## [Dataset]
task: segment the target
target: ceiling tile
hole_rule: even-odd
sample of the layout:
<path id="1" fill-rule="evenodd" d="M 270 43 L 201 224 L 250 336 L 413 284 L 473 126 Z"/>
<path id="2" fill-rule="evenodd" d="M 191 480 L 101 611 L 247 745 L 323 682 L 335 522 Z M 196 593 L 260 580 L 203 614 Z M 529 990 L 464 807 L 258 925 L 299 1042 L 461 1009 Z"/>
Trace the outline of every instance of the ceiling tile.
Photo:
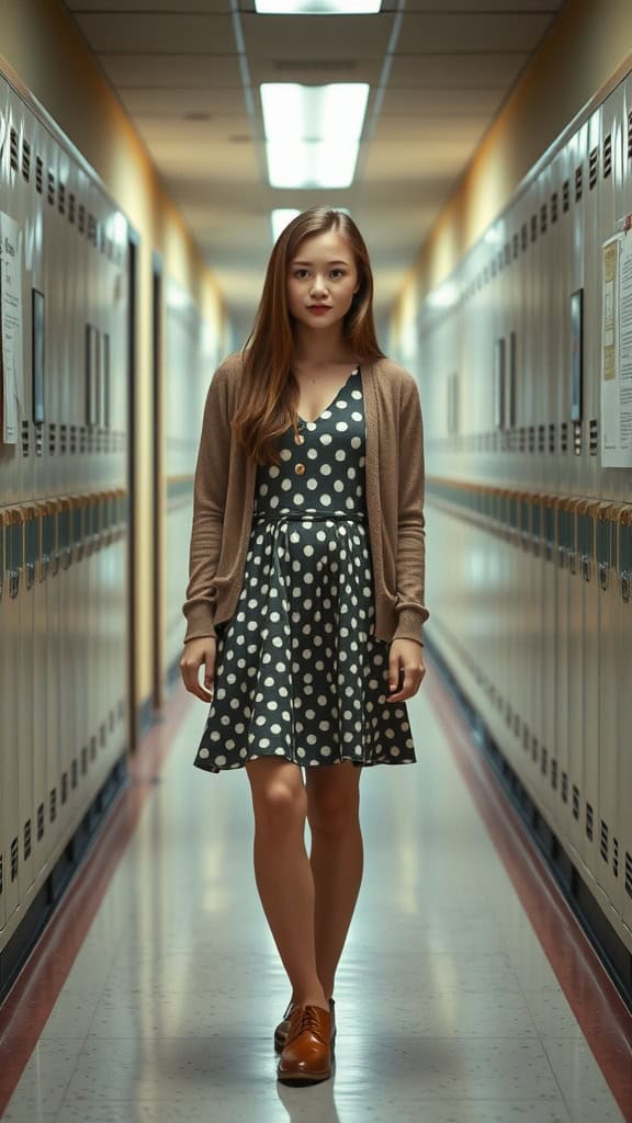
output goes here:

## [Stated problem]
Copy the lines above, putting "floor tile" wherever "ceiling tile" appears and keeping everything else the same. Omit the picture from your copy.

## [Result of the exercise]
task: segment the target
target: floor tile
hole_rule: even-odd
sample of the layout:
<path id="1" fill-rule="evenodd" d="M 270 43 L 201 224 L 250 336 L 413 284 L 473 126 Z"/>
<path id="2" fill-rule="evenodd" d="M 191 480 L 101 611 L 247 745 L 323 682 L 335 522 Z M 196 593 L 260 580 L 203 614 Z M 529 990 L 464 807 L 258 925 L 299 1042 L 461 1009 Z"/>
Trace the outline of every instance of the floor tile.
Photo:
output goes here:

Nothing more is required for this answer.